> [WHAT THE TASK REQUIRES]: Please format the listing below as a numbered list, beginning at the line that contains "[spot] the forest -- a pin for each instance." and stopping after its final line. Leave out any blank lines.

> [RECORDS SUPPLIED]:
-- BEGIN --
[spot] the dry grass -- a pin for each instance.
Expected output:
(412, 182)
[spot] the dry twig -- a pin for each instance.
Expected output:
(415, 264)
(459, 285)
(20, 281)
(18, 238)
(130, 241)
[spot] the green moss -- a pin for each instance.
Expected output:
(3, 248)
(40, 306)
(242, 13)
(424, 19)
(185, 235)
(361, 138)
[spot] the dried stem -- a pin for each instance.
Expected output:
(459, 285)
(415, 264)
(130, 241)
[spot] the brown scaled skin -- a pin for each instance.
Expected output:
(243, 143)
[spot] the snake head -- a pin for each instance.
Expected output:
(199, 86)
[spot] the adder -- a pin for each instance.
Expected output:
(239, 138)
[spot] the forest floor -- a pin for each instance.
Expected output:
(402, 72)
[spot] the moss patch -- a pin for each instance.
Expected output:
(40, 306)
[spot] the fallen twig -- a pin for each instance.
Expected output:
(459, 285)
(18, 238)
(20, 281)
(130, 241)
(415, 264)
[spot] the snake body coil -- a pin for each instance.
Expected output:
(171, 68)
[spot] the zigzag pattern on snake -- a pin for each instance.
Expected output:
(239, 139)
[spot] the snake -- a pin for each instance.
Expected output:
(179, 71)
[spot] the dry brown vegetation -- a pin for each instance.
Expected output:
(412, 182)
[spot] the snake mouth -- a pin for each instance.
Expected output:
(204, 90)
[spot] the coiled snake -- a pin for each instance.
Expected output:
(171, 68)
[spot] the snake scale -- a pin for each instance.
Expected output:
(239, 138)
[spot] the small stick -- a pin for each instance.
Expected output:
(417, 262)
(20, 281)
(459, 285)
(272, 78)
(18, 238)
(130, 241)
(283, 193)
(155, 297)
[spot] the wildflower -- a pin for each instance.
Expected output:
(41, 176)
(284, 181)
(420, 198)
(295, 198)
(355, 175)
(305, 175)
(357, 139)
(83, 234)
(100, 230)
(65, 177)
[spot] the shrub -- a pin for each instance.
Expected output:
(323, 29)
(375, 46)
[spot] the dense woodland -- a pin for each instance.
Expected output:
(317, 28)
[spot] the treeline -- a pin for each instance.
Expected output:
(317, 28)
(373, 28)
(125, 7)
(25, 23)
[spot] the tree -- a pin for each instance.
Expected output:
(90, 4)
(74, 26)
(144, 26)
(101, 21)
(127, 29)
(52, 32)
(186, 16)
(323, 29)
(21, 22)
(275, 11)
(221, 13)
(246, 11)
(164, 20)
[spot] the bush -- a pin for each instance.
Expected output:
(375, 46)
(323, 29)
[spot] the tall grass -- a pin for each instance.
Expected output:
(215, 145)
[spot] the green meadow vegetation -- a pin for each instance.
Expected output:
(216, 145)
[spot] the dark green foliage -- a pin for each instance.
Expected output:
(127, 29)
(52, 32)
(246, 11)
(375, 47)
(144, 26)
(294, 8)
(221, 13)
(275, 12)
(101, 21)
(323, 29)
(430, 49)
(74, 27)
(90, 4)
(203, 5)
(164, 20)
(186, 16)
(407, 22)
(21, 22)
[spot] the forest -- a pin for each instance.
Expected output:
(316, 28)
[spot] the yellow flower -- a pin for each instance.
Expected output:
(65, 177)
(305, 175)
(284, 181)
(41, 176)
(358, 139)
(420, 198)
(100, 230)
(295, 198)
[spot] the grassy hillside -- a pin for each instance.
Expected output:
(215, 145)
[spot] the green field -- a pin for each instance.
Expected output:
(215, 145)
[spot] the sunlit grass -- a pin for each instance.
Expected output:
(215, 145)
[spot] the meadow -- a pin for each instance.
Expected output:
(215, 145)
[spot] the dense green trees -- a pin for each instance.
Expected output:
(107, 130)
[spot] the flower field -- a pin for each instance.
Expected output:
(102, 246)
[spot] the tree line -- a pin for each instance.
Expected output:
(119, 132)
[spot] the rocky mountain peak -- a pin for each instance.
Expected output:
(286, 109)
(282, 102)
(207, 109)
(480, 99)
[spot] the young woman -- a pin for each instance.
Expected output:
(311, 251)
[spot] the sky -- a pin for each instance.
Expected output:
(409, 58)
-- END --
> [ANSWER IN FULL]:
1. [spot] the forest -- a pin for each instance.
2. Expected output:
3. (316, 28)
4. [spot] the yellow flower -- a pin for each instance.
5. Expected output:
6. (65, 177)
7. (305, 175)
8. (284, 181)
9. (41, 176)
10. (358, 139)
11. (420, 198)
12. (100, 230)
13. (295, 198)
14. [spot] the grassy hillside -- a pin for each instance.
15. Expected output:
16. (215, 145)
17. [spot] the green field -- a pin for each instance.
18. Expected output:
19. (215, 145)
20. [spot] the sunlit grass -- a pin for each instance.
21. Expected output:
22. (215, 145)
23. [spot] the meadow -- a pin for each instance.
24. Expected output:
25. (215, 145)
26. [spot] the dense green trees -- a pin for each instance.
27. Expected output:
28. (107, 130)
29. [spot] the flower field -- a pin for each instance.
30. Expected output:
31. (102, 246)
32. [spot] the tree line -- a pin for each instance.
33. Expected output:
34. (119, 132)
35. [spot] the rocky mountain peak -- a pin for each instance.
36. Expected output:
37. (286, 109)
38. (282, 102)
39. (207, 109)
40. (480, 99)
41. [spot] the young woman -- a pin for each instance.
42. Expected output:
43. (311, 251)
44. [spot] the sky -- a pin for each instance.
45. Expected output:
46. (409, 58)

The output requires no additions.